* Texto fornecido

((

Ora, analisada a enunciação da questão colocada pela recorrente, resulta manifesto que não existe um mínimo de correspondência entre a mesma e o teor literal do artigo 14.º, n.º 1, alínea a), da Lei da Liberdade Religiosa, não consubstanciando tal enunciado uma interpretação normativa, reportada a tal preceito.
Conclui-se, deste modo, pela inidoneidade do objeto do recurso, nesta parte.
Sempre se dirá que nenhum dos dois acórdãos referidos pela recorrente a propósito desta questão - datados de 14 de dezembro de 2011 e de 5 de junho de 2012 – utiliza, na sua fundamentação, qualquer afirmação – explícita ou implicitamente - semelhante a esta segunda questão constante do requerimento de interposição de recurso. Aliás, como já referimos, tais acórdãos limitam-se a concluir pela não verificação dos pressupostos da medida cautelar requerida, nomeadamente por não ser evidente a procedência da pretensão substantiva da recorrente, a formular no processo principal, distanciando-se claramente de uma análise mais profunda de tal pretensão.
Pelo exposto, não se conhecerá desta segunda questão formulada no requerimento de interposição de recurso, que manifestamente não corresponde a um objeto idóneo.
7. Quanto à terceira questão colocada, a recorrente identifica-a como a interpretação, extraível dos artigos 109.º, 116.º a 118.º, do Código de Processo nos Tribunais Administrativos, no sentido de que tais preceitos “não determinam a obrigatoriedade da notificação das oposições apresentadas nos autos pelo CSMP”.
A enunciação formulada pela recorrente – além de não depurada de elementos casuísticos – não detém um mínimo de correspondência com o teor literal dos preceitos selecionados.
Ora, ainda que se admita alguma fluidez na seleção dos preceitos legais, a que o recorrente deve proceder para compor o arco legal de suporte ao critério normativo enunciado, tal fluidez não pode comportar as situações de total falta de conexão com o conteúdo das disposições legais escolhidas, sob pena de se desvirtuar esta específica exigência de seleção.

))

* Tarefas
• a. Transcreva do texto fornecido o trecho que começa em "Conclui-se, deste modo, pela" e termina em "um objeto idóneo.", incluindo estas últimas palavras.
• b. Estas afirmações estão de acordo com o texto fornecido: (i) os dois acórdãos referidos pela recorrente datam de 14 de dezembro de 2011 e de 5 de junho de 2012; (ii) a terceira questão assenta em artigos do Código de Processo Civil; (iii) o tribunal conhecerá da segunda questão formulada no requerimento? Responda sim ou não a cada uma e cite as palavras exatas do texto que o decidem.

* Excerto dos dados
((

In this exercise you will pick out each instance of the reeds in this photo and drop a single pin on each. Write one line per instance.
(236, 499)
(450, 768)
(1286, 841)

))

* Respostas por tarefa
• a.
Conclui-se, deste modo, pela inidoneidade do objeto do recurso, nesta parte.
Sempre se dirá que nenhum dos dois acórdãos referidos pela recorrente a propósito desta questão - datados de 14 de dezembro de 2011 e de 5 de junho de 2012 – utiliza, na sua fundamentação, qualquer afirmação – explícita ou implicitamente - semelhante a esta segunda questão constante do requerimento de interposição de recurso. Aliás, como já referimos, tais acórdãos limitam-se a concluir pela não verificação dos pressupostos da medida cautelar requerida, nomeadamente por não ser evidente a procedência da pretensão substantiva da recorrente, a formular no processo principal, distanciando-se claramente de uma análise mais profunda de tal pretensão.
Pelo exposto, não se conhecerá desta segunda questão formulada no requerimento de interposição de recurso, que manifestamente não corresponde a um objeto idóneo.

• b.
(i) Sim: "datados de 14 de dezembro de 2011 e de 5 de junho de 2012"
(ii) Não: "extraível dos artigos 109.º, 116.º a 118.º, do Código de Processo nos Tribunais Administrativos"
(iii) Não: "não se conhecerá desta segunda questão formulada no requerimento de interposição de recurso"